■ Challenge
Skip the pictures and extract all of the lines exactly as written.

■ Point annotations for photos
********************

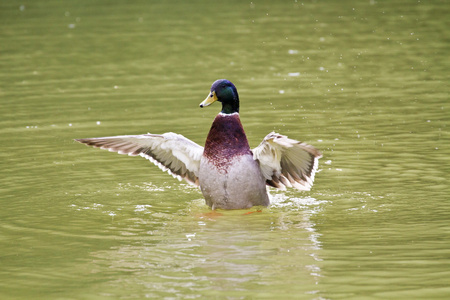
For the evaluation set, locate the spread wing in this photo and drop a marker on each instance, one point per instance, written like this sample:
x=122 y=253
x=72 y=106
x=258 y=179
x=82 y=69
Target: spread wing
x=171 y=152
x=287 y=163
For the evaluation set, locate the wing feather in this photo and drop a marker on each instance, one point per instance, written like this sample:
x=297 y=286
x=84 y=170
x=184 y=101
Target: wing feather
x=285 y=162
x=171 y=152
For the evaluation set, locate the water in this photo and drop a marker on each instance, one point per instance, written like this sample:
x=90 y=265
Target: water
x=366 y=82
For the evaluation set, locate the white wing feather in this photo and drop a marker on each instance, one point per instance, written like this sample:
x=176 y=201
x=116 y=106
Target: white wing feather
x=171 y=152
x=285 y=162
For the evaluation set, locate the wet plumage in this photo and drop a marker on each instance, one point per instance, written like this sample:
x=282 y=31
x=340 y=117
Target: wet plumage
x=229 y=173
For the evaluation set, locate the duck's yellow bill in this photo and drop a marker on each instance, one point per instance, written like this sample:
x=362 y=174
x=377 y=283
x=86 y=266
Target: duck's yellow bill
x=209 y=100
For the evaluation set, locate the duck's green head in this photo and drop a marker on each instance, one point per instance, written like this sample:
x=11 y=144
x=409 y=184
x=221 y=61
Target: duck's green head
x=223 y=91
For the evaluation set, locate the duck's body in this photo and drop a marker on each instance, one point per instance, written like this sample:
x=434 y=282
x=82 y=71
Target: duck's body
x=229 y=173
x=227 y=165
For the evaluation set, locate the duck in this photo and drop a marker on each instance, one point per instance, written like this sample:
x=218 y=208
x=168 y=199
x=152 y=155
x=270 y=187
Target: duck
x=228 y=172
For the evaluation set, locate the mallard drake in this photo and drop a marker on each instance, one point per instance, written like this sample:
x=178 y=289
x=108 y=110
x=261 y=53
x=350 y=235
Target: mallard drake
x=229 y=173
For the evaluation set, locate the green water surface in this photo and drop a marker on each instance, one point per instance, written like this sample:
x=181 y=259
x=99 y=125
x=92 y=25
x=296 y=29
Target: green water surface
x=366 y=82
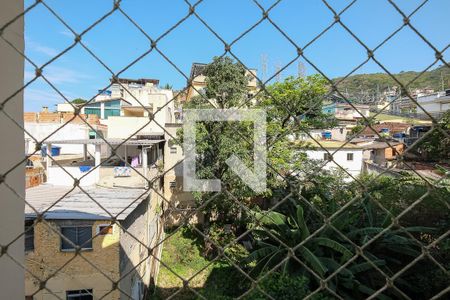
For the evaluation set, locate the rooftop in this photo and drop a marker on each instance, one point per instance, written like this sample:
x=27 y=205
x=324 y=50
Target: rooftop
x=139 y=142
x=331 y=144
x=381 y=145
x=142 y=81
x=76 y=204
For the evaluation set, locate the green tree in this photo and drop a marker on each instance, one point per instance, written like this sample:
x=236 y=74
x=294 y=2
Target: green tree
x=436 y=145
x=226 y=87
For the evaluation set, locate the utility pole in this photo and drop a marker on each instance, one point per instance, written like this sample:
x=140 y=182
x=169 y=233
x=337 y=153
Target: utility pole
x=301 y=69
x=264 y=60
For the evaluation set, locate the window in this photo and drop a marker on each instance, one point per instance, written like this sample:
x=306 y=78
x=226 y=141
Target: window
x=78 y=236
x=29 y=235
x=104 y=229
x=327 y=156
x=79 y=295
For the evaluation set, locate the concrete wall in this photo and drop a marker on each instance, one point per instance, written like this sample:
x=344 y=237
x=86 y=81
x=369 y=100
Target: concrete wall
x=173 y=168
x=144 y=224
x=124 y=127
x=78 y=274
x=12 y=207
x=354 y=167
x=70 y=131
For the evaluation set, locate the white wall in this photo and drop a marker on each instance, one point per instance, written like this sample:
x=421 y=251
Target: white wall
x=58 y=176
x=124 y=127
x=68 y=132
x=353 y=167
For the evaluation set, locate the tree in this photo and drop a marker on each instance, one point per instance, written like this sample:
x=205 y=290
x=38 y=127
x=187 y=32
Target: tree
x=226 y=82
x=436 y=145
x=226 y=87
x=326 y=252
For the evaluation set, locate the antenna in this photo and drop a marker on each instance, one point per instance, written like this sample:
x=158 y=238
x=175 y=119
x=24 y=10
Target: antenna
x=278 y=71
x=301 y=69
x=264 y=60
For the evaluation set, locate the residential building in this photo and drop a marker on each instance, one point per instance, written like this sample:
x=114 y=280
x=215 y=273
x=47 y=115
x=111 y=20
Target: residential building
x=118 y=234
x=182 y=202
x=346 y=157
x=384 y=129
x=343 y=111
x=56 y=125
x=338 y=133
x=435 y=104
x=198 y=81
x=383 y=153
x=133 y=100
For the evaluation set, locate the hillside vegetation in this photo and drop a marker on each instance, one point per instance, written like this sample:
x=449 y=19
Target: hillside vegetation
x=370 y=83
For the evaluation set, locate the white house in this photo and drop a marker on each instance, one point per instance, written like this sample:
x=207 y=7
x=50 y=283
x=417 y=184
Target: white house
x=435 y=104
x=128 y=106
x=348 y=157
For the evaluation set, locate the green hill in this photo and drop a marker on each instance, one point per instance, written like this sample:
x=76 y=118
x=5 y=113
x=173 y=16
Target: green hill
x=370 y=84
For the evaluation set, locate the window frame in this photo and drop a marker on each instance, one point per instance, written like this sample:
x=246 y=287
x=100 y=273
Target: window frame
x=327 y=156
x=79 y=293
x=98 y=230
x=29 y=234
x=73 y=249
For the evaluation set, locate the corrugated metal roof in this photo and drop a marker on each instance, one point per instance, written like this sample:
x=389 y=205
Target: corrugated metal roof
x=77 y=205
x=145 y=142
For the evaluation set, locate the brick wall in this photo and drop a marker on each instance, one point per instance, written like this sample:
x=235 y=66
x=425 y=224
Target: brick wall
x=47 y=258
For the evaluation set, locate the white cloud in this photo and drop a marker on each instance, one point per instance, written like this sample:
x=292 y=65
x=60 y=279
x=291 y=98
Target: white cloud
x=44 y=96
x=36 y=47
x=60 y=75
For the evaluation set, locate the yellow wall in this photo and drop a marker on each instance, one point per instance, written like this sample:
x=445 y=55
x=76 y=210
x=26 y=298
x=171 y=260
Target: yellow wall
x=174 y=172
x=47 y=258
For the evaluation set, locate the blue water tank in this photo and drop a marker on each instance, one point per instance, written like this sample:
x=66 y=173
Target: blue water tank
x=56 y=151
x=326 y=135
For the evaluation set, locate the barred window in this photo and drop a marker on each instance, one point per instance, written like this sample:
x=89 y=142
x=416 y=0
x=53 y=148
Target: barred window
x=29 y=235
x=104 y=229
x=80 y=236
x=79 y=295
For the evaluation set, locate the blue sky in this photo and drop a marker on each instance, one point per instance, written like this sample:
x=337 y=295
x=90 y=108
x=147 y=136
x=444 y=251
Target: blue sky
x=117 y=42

********************

■ Exercise response
For the evaluation set, locate the spread wing in this photo and drop a marker on each instance, one point per instance, written like this sample:
x=122 y=253
x=72 y=106
x=258 y=179
x=82 y=69
Target: spread wing
x=171 y=152
x=287 y=163
For the evaluation set, locate the wing feather in this photo and drop a marker on each instance, one point per instance, written like this sample:
x=297 y=286
x=84 y=170
x=184 y=101
Target: wing feather
x=285 y=162
x=171 y=152
For the evaluation set, locate the water in this photo and drop a marker on each instance, one point per instance, written like this sample:
x=90 y=265
Target: water
x=366 y=82
For the evaluation set, locate the white wing feather in this photo and drop a marker on each instance, one point per instance, written like this sample:
x=176 y=201
x=116 y=106
Target: white wing feather
x=171 y=152
x=285 y=162
For the evaluation set, locate the wet plumage in this photo and drop a marker on each instance, one point per instance, written like this sample:
x=282 y=31
x=340 y=117
Target: wet plumage
x=229 y=173
For the evaluation set, locate the duck's yellow bill in this photo and drop a marker on each instance, one point per instance, written like this sample:
x=362 y=174
x=377 y=283
x=86 y=266
Target: duck's yellow bill
x=209 y=100
For the evaluation set, locate the duck's green head in this photo and drop a marker on each instance, one point per instance, written like this sample:
x=11 y=144
x=409 y=184
x=221 y=61
Target: duck's green head
x=223 y=91
For the evaluation set, locate the duck's body in this photo and drop a marker on each instance, one point per instance, written like this sample:
x=434 y=282
x=82 y=71
Target: duck's body
x=229 y=173
x=227 y=165
For the evaluation set, locate the duck in this photo and drop a marker on each instance, one point per instance, written like this sample:
x=218 y=208
x=168 y=199
x=152 y=155
x=270 y=187
Target: duck
x=228 y=172
For the evaluation set, locate the mallard drake in this photo and drop a marker on each instance, one point per instance, written like this sample:
x=178 y=289
x=108 y=110
x=261 y=53
x=350 y=235
Target: mallard drake
x=229 y=173
For the evaluation set, locate the green water surface in this photo and drop a marker on each instance, one point per instance, written like this sample:
x=181 y=259
x=99 y=125
x=92 y=25
x=296 y=29
Target: green water surface
x=366 y=82
For the evaluation set, locate the rooftop in this photo and drop a marker on each instance, one point per instance, written like this sample:
x=27 y=205
x=324 y=50
Target: rooftop
x=139 y=142
x=331 y=144
x=381 y=145
x=142 y=81
x=76 y=204
For the evaluation set, locate the green tree in this photo and drop a marker on each instance, one point per instance, written like this sample:
x=236 y=74
x=294 y=2
Target: green tree
x=436 y=145
x=226 y=87
For the evaluation set, locate the utility pole in this photo and drop a marker on each instance, one point per instance, written like this sample:
x=140 y=182
x=169 y=233
x=337 y=153
Target: utility pole
x=301 y=69
x=264 y=60
For the evaluation set, locate the window in this photo and drop a marker on each instance, one point per instance, written like this sample:
x=306 y=78
x=226 y=141
Target: window
x=78 y=236
x=29 y=235
x=104 y=229
x=327 y=156
x=79 y=295
For the evaluation set, locate the concrete wall in this photo and drop a marker on each instance, one point per instance, written like this sample:
x=344 y=237
x=86 y=81
x=369 y=100
Target: concrete wall
x=173 y=168
x=144 y=224
x=124 y=127
x=78 y=274
x=12 y=207
x=354 y=167
x=70 y=131
For the evaluation set, locate the white wall in this photo and drop a marker on each instance, one point per instance, written like this sample:
x=421 y=251
Target: white wall
x=58 y=176
x=124 y=127
x=68 y=132
x=353 y=167
For the evaluation set, locate the tree in this photo and drop a marker on each instance, one point per instance, written like this sample:
x=205 y=290
x=38 y=127
x=187 y=32
Target: tree
x=226 y=82
x=436 y=145
x=226 y=87
x=326 y=252
For the evaluation set, locate the antenna in this photo and drop a marker on each instance, one point per instance, written like this sample:
x=158 y=238
x=175 y=119
x=24 y=10
Target: antenna
x=278 y=71
x=301 y=69
x=264 y=60
For the evaluation set, locate the residential building in this photo and drop a marker on each instance, one point per instance, written like this sample:
x=114 y=280
x=215 y=273
x=47 y=115
x=111 y=20
Target: residential building
x=118 y=234
x=182 y=202
x=346 y=157
x=384 y=129
x=343 y=111
x=56 y=125
x=338 y=133
x=435 y=104
x=198 y=81
x=383 y=153
x=133 y=100
For the evaluation set, locate the hillside vegetation in this photo and drop a marker on each instance, one point per instance, written like this sample:
x=449 y=19
Target: hillside vegetation
x=370 y=83
For the evaluation set, locate the white house in this photo and drop a marker on each instance, one point per instance, written like this sample:
x=207 y=7
x=50 y=283
x=417 y=184
Target: white house
x=435 y=104
x=128 y=106
x=348 y=157
For the evaluation set, locate the green hill in this photo and drop a marker on each instance, one point per instance, written like this sample:
x=76 y=118
x=5 y=113
x=173 y=16
Target: green hill
x=370 y=84
For the evaluation set, locate the window frame in this photo and drop a marker on each instance, one point per instance, written like this sample:
x=246 y=287
x=100 y=273
Target: window frame
x=327 y=156
x=79 y=293
x=98 y=230
x=29 y=234
x=73 y=249
For the evaluation set, locate the corrugated metal roof in this photo and drop a marker on each instance, one point per instance, written like this sample:
x=389 y=205
Target: corrugated metal roof
x=77 y=205
x=145 y=142
For the evaluation set, locate the brick wall in this photo and drop a marker on each instance, one point per instance, written like this sample:
x=235 y=66
x=425 y=224
Target: brick wall
x=47 y=258
For the evaluation set, locate the white cloud in this photo and drop a marker on each instance, one point per instance, written like this sample:
x=292 y=65
x=60 y=279
x=291 y=98
Target: white cloud
x=44 y=96
x=36 y=47
x=60 y=75
For the evaluation set, locate the yellow wall in this photo and drop a marker on each instance, one point per instance, written like this sample:
x=445 y=55
x=76 y=210
x=26 y=298
x=171 y=260
Target: yellow wall
x=174 y=172
x=47 y=258
For the evaluation set, locate the blue water tank in this photo and drop a marker on each instance, one point per instance, written like this sample:
x=66 y=173
Target: blue water tank
x=56 y=151
x=326 y=135
For the evaluation set, locate the barred window in this photo and drop a marker on each instance, one point per instance, written like this sample:
x=89 y=142
x=416 y=0
x=53 y=148
Target: barred window
x=29 y=235
x=104 y=229
x=80 y=236
x=79 y=295
For the evaluation set, locate the blue sky in this photo and drop a marker on each instance, one point per instance, written like this sample:
x=337 y=295
x=90 y=108
x=147 y=136
x=444 y=251
Target: blue sky
x=117 y=42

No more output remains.